◆ WHAT TO WORK ON
Output the data in full. Keep every entry exactly as written.

Extracted data entries
________________________
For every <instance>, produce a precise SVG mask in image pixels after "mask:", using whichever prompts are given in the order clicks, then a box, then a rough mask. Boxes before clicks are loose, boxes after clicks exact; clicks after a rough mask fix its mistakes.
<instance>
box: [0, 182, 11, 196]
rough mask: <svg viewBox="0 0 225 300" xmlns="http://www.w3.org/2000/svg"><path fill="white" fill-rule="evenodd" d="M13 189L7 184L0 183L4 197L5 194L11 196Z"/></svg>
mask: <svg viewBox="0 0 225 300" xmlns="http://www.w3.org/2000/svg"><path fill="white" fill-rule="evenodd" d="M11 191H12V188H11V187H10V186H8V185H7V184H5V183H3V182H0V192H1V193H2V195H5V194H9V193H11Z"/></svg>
________________________
◆ SOLUTION
For every <instance>, produce a precise SVG mask in image pixels after "mask:", using whichever prompts are given in the order clicks, then a box, then a rough mask. Boxes before clicks are loose, boxes after clicks exact; clicks after a rough mask fix its mistakes.
<instance>
box: [0, 182, 11, 196]
rough mask: <svg viewBox="0 0 225 300" xmlns="http://www.w3.org/2000/svg"><path fill="white" fill-rule="evenodd" d="M13 189L7 184L0 183L4 197L5 194L11 196Z"/></svg>
mask: <svg viewBox="0 0 225 300" xmlns="http://www.w3.org/2000/svg"><path fill="white" fill-rule="evenodd" d="M11 191H12V188H11V187H10V186H8V185H7V184H5V183H3V182H0V192H1V193H2V195H5V194H9V193H11Z"/></svg>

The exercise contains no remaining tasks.